**EXTRACTED INFORMATION:**
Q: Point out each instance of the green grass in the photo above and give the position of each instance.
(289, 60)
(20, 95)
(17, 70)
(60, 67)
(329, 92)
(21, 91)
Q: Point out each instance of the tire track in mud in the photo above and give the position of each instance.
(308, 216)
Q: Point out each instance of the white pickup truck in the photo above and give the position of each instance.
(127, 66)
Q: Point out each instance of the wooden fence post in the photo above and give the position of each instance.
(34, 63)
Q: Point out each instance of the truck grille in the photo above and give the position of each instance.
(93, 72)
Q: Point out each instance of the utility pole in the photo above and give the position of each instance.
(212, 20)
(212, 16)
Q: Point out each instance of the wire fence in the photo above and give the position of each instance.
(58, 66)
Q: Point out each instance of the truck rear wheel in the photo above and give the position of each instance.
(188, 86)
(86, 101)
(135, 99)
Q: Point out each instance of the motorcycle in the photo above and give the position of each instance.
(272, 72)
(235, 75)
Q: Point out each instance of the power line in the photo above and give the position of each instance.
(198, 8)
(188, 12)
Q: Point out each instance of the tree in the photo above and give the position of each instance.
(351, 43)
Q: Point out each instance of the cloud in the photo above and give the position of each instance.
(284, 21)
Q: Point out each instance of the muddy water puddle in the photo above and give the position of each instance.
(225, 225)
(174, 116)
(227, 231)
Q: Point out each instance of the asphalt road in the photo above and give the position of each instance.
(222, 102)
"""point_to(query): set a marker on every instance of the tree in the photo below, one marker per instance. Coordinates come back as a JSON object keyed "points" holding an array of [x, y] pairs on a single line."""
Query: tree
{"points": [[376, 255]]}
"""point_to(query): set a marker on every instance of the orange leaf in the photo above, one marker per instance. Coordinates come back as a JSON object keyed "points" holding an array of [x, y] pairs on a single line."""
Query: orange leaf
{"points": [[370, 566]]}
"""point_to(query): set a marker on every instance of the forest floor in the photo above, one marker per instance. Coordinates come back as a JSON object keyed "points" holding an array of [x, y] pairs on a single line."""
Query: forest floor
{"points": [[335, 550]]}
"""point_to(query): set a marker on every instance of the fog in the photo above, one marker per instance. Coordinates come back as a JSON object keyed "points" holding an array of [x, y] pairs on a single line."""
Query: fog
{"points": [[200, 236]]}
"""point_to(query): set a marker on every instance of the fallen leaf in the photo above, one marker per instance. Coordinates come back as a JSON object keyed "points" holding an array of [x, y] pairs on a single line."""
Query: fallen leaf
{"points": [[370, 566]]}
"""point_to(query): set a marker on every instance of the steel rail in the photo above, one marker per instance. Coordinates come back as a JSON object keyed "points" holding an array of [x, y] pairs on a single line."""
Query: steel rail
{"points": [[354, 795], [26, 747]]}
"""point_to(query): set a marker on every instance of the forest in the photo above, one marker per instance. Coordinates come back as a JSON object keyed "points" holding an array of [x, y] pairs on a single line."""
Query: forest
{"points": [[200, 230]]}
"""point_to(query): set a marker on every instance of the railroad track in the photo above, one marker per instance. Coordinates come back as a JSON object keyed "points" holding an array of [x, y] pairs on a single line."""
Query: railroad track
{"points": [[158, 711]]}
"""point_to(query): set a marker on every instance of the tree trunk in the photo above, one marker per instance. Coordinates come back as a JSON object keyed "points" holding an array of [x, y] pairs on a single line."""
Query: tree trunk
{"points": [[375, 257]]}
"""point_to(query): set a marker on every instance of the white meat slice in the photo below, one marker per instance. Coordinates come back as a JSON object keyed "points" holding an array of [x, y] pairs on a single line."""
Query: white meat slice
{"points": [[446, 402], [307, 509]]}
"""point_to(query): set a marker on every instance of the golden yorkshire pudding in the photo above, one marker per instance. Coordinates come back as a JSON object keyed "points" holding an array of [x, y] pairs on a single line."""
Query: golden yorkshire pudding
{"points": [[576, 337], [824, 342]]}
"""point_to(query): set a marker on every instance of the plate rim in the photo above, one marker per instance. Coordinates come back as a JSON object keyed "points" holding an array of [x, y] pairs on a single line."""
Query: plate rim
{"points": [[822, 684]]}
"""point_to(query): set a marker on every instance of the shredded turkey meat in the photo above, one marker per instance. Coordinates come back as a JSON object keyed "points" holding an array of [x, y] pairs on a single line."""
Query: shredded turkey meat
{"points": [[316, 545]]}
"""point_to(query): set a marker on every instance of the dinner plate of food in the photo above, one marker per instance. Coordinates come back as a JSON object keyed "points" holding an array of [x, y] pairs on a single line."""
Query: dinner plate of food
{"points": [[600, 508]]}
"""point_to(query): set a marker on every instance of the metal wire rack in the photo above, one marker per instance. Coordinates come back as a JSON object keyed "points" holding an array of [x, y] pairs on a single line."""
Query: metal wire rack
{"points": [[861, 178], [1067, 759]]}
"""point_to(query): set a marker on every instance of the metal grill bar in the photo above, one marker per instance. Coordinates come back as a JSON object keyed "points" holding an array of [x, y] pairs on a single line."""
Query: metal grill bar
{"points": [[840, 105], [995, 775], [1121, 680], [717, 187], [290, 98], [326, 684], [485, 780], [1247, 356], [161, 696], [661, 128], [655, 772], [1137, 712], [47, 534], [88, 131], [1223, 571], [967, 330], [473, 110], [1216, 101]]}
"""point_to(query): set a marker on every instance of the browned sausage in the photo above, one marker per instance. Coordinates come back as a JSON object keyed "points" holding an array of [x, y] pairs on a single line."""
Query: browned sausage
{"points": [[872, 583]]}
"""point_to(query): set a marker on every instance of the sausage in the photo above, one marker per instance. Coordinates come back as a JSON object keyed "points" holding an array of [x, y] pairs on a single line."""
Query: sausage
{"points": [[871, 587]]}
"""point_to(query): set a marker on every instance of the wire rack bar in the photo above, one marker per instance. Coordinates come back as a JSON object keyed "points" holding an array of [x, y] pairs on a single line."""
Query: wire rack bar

**DIRECTIVE:**
Reproduce the entire listing word for word.

**ANSWER TO THIS PROBLEM:**
Q: Point out each instance of the green grass in the photo above and give the position of each instance.
(289, 60)
(20, 95)
(17, 70)
(60, 67)
(329, 92)
(21, 91)
Q: Point out each instance of the tire track in mud in the photo above and give the position of each instance.
(308, 216)
Q: Point out each instance of the white pickup truck in the photo above and give the position of each instance.
(127, 66)
Q: Point out each instance of the wooden fence post in the photo above and give the position of each instance.
(34, 63)
Q: Point out each instance of the truck grille in the photo above and give the position of each instance.
(93, 72)
Q: Point out each instance of the utility pole in the photo above and give the position of each instance.
(212, 20)
(212, 16)
Q: Point out each instance of the wire fence in the photo above and give the position of each instance.
(58, 66)
Q: Point out each instance of the truck rear wheel in the photo above and give the position of each instance.
(188, 86)
(86, 101)
(135, 99)
Q: Point out each instance of the motorcycle in the photo above and give the position of each instance.
(272, 72)
(235, 75)
Q: Point out each instance of the power line in the photo above and give the position of each instance.
(198, 8)
(188, 12)
Q: Point out each instance of the tree in the photo above and give the position of each instance.
(351, 43)
Q: Point out each instance of the cloud in the photo above and give the position of each instance.
(284, 21)
Q: Point out each instance of the muddy water puddle in the photo above and give the position of each instance.
(225, 225)
(174, 116)
(227, 231)
Q: Point out each instance of the asphalt road in the photo above and give the position of each instance.
(222, 102)
"""point_to(query): set a marker on every instance of the tree in the photo below, one marker per instance. Coordinates come back as a JSON object keyed "points" holding an array of [x, y] pairs on a single line."""
Query: tree
{"points": [[376, 255]]}
"""point_to(query): set a marker on every instance of the orange leaf in the photo above, one marker per instance. Coordinates come back as a JSON object keyed "points" holding an array of [x, y] pairs on a single line."""
Query: orange leaf
{"points": [[370, 566]]}
"""point_to(query): set a marker on every instance of the forest floor in the photo above, one marker per instance. Coordinates come back as a JSON object keyed "points" holding an array of [x, y] pairs on a single line."""
Query: forest floor
{"points": [[335, 550]]}
"""point_to(query): set a marker on every instance of the fog in the photo above, one marker per instance. Coordinates come back as a JSON object keyed "points" holding an array of [x, y] pairs on a single line."""
Query: fog
{"points": [[200, 236]]}
"""point_to(query): set a marker on every instance of the fallen leaf in the photo above, one marker per instance. Coordinates come back as a JSON object keyed "points" holding an array of [x, y] pairs on a single line."""
Query: fallen leaf
{"points": [[370, 566]]}
"""point_to(query): set a marker on every instance of the steel rail in the photo above, one marker per instance. Coordinates come back as a JSON object keyed "points" holding an array of [x, y] pairs on a single line."""
Query: steel rail
{"points": [[354, 795], [26, 747]]}
"""point_to(query): set a marker on every instance of the forest in the photo above, one marker per instance. Coordinates come back as a JSON object keyed "points" holding an array of [x, y] pairs on a single line."""
Query: forest
{"points": [[200, 230]]}
"""point_to(query): set a marker on every instance of the railroad track in the photo above, one marker per instance. Coordinates come back as a JSON object keyed "points" holding an array of [x, y] pairs on a single line."""
Query: railroad track
{"points": [[158, 711]]}
"""point_to(query): set a marker on every instance of the tree trunk in the photo above, one marker per instance. Coordinates come back as a JSON object keyed "points" holding an array of [x, y] pairs on a single line."""
Query: tree trunk
{"points": [[375, 257]]}
"""point_to(query): set a marker on every instance of the white meat slice in the photo below, one marker per instance. Coordinates come back as a JSON object keyed "points" holding an array of [x, y] pairs on a single line."""
Query: white meat slice
{"points": [[446, 402], [307, 509]]}
"""point_to(query): set a marker on every instance of the golden yorkshire pudding in the photo above, one marker per instance. Coordinates come back as a JSON object keyed "points" holding an array of [x, y] pairs on a single line."""
Query: golden yorkshire pudding
{"points": [[576, 337], [824, 342]]}
"""point_to(query): set a marker on every instance of the plate rim in the photo above, one marker per instance. Coordinates come back as a JSON object keyed "points" holding an array of [x, y] pairs on a single line."""
Query: plate rim
{"points": [[822, 684]]}
"""point_to(query): set a marker on every instance of the shredded turkey meat in the photo above, one marker per instance. Coordinates come back as a JSON object keyed "points" holding an array of [x, y] pairs on a single line."""
Query: shredded turkey meat
{"points": [[316, 545]]}
"""point_to(query): set a marker on every instance of the dinner plate of food in the photo above, one marker per instance. Coordinates come back as a JSON object keyed "points" holding an array of [x, y] pairs on a single line."""
Query: dinner plate of food
{"points": [[600, 508]]}
"""point_to(query): set a marker on every instance of the metal wire rack in the photo above, one marker per instance. Coordinates come back as a JSON object keyed "points" holding an array of [x, y] pairs on a single line."""
Query: metal wire rack
{"points": [[861, 178], [1067, 759]]}
"""point_to(query): set a marker on every instance of the metal grill bar in the photo above, one marker per instance. Coordinates come back as a JSON object keyed "points" holding an array of [x, y] pairs on a single line."""
Query: metal grill bar
{"points": [[840, 105], [995, 775], [1121, 680], [717, 187], [290, 98], [326, 684], [485, 780], [1247, 356], [161, 696], [661, 128], [655, 772], [1137, 712], [47, 534], [88, 131], [1223, 571], [967, 330], [473, 110], [1216, 101]]}
"""point_to(query): set a marker on every instance of the browned sausage in the photo above, one marker per instance. Coordinates come back as a JSON object keyed "points" holding an array of [x, y] pairs on a single line."""
Query: browned sausage
{"points": [[872, 583]]}
"""point_to(query): set a marker on every instance of the sausage in the photo above, one marker per instance. Coordinates come back as a JSON object keyed "points" holding an array of [x, y] pairs on a single line."""
Query: sausage
{"points": [[871, 587]]}
"""point_to(query): set a marker on every instance of the wire rack bar in the photo above, one marker per instance. Coordinates come back as a JSON object keyed "points" holding an array of [x, y] pairs on a single line."""
Query: wire rack bar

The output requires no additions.